--- Provided text ---
For the students and staff at Groveland Elementary School in Doylestown, Pa., participating in Children’s Hospital of Philadelphia’s annual Pajama Day fundraiser every year is not only a chance to be extra cozy at school, it’s also an opportunity to support a cause near and dear to their hearts.
Giving back to support the community has been integral to the culture of Groveland Elementary School since it was founded 20 years ago. One of the most popular charitable events the Doylestown, Pa., school holds every year — Pajama Day — really puts the fun in fundraising.
Pajama Day is an annual event that supports Children’s Hospital of Philadelphia (CHOP). Students and teachers simply make a small donation to support kids at CHOP, and they are then allowed to wear their most comfortable jammies to school on “Pajama Day.”
Honoring fellow students
For many of the students and staff at Groveland, participating in the event is so much more than a chance to be extra cozy at school. It’s an opportunity to support a community organization near and dear to their hearts. The school has had its share of students who have been treated at CHOP for a variety of illnesses, including cancer. While most have recovered, some have met sad endings. Pajama Day is a chance to honor them and support kids currently battling illness.
Groveland’s School Nurse, Stacey Hickmott, began her nursing career at CHOP. She worked there from the time she graduated from nursing school in 1981 until 1999, when she left for Groveland.
--- Data extracts ---
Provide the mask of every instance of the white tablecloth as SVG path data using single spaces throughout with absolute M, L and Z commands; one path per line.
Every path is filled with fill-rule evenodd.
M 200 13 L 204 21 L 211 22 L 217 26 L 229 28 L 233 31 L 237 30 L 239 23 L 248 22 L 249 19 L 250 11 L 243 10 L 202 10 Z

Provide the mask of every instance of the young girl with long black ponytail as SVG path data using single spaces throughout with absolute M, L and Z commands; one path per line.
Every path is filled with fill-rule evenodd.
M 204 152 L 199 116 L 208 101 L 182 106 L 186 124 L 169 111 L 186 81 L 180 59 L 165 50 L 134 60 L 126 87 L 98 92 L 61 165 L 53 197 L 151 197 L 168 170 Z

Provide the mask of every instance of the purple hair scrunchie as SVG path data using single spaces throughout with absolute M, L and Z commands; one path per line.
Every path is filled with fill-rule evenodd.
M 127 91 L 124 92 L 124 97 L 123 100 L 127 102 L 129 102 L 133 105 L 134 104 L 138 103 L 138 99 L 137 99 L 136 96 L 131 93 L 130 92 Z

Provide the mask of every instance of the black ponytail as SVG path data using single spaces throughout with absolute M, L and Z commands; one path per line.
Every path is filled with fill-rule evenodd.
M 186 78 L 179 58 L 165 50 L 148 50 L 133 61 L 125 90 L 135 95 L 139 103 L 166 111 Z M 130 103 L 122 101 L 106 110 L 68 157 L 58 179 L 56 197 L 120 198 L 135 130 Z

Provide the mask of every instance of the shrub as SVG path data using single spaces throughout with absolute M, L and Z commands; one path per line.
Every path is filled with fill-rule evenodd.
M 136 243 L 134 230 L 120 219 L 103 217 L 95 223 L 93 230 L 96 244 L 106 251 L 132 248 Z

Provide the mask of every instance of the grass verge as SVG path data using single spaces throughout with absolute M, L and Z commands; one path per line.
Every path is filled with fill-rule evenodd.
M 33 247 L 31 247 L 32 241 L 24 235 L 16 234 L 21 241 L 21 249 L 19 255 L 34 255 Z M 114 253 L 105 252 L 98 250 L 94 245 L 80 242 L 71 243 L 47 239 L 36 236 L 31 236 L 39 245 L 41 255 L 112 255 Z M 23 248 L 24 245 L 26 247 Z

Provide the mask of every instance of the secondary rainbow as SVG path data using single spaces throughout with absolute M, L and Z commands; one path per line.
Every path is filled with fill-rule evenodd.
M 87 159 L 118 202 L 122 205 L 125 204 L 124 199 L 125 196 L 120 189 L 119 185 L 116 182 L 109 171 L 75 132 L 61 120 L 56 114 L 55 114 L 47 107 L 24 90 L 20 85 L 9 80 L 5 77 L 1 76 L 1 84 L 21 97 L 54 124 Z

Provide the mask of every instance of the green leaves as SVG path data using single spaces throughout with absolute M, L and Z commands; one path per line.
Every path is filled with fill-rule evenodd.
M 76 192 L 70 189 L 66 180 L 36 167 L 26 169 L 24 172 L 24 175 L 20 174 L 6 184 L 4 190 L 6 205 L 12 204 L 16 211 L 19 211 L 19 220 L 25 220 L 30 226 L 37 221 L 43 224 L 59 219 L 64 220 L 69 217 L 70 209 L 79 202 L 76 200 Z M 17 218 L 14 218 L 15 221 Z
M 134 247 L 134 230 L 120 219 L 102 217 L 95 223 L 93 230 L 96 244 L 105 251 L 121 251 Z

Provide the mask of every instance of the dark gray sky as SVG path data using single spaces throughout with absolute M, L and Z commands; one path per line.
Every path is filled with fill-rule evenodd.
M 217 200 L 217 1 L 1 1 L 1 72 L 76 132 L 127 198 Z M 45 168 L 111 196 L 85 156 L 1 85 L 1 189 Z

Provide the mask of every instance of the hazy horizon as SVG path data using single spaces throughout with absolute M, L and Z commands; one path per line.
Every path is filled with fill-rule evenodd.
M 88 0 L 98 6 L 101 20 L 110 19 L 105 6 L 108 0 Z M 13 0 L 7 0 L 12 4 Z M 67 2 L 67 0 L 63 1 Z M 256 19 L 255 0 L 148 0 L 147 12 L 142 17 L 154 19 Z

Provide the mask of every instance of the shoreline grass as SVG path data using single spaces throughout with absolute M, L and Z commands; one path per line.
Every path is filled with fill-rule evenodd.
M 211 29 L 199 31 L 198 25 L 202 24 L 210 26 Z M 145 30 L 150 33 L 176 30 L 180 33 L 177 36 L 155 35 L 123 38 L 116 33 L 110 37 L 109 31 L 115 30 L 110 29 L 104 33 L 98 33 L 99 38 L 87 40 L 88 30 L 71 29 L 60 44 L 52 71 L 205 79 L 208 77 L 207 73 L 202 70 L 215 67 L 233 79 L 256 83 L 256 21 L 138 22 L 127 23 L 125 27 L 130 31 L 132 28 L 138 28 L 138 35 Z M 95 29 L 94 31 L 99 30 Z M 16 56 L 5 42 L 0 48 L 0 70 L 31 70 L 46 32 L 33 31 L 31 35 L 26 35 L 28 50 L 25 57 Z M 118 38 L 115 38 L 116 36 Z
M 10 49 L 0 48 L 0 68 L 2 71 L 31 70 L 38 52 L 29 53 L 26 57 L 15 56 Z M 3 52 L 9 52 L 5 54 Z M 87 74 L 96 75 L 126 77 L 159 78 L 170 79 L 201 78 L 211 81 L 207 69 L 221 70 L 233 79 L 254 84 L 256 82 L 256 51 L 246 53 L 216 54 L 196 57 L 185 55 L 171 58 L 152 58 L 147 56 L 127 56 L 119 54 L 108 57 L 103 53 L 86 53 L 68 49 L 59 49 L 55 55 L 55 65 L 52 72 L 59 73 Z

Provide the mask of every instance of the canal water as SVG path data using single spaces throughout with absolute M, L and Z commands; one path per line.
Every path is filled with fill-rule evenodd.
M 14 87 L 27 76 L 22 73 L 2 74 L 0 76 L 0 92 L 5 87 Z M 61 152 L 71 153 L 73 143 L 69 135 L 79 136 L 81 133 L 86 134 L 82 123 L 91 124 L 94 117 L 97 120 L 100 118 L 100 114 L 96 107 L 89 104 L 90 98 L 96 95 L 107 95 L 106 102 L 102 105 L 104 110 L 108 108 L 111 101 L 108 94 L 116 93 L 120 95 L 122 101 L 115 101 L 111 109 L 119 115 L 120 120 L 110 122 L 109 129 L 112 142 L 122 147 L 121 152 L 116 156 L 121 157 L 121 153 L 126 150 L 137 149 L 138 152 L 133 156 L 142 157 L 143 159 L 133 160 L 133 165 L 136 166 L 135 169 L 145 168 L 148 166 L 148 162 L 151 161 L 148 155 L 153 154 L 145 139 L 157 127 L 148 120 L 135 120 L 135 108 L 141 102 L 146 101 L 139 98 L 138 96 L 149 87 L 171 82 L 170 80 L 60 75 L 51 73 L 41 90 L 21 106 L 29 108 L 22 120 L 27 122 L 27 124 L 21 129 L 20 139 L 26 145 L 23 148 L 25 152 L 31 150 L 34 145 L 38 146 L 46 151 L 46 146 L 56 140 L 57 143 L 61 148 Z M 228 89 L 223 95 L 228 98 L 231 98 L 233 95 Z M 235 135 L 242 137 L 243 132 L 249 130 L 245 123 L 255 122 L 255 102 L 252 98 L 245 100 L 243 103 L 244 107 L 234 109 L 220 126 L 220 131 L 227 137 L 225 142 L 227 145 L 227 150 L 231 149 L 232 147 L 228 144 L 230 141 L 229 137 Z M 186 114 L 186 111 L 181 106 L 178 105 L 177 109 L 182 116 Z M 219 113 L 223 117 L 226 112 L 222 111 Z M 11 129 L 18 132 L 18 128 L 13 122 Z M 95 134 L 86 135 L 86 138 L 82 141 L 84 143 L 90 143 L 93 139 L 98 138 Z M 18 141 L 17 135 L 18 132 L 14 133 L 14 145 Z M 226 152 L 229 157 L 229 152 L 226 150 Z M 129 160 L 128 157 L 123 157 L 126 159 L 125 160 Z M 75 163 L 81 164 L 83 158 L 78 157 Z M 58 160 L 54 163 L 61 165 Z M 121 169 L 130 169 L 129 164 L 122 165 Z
---
◆ **About this task**
Continue the article about Groveland Elementary School's Pajama Day fundraiser for CHOP, starting after its last sentence.

◆ **Answer to this problem**
“I loved my years at CHOP,” says Stacey, fondly. “I have such wonderful memories.”
Being on the 'other side'
Her connection to CHOP deepened when her son was diagnosed with a brain tumor.
“It’s not easy being on the ‘other side’; going from being the nurse taking care of patients and their families to being the mother of a patient,” says Stacey.
From 2003 to 2008, Stacey’s family visited CHOP frequently for MRIs and doctor visits to monitor the stability of her son’s tumor. In 2012, the tumor began to grow. Stacey’s son had to undergo three years of chemotherapy to shrink the tumor. Then, in 2016, he needed surgery to remove a cyst from the tumor. Weekly trips to CHOP over the course of more than a decade fostered relationships with doctors and nurses that Stacey and her family will always cherish.
Despite the tumor and the rigors of treatment, Stacey’s son graduated from Drexel University, began working as a graphic designer, helped start the Adolescent and Young Adult group at CHOP, became a teacher at Drexel, and met the love of his life who he married in 2018. Stacey credits these achievements to the care and support her family received at CHOP.
“The parents at our school are so supportive of CHOP. We all feel so blessed to have CHOP and its satellites so close to us,” says Stacey. “What could be better than a Pajama Day to raise money for CHOP.”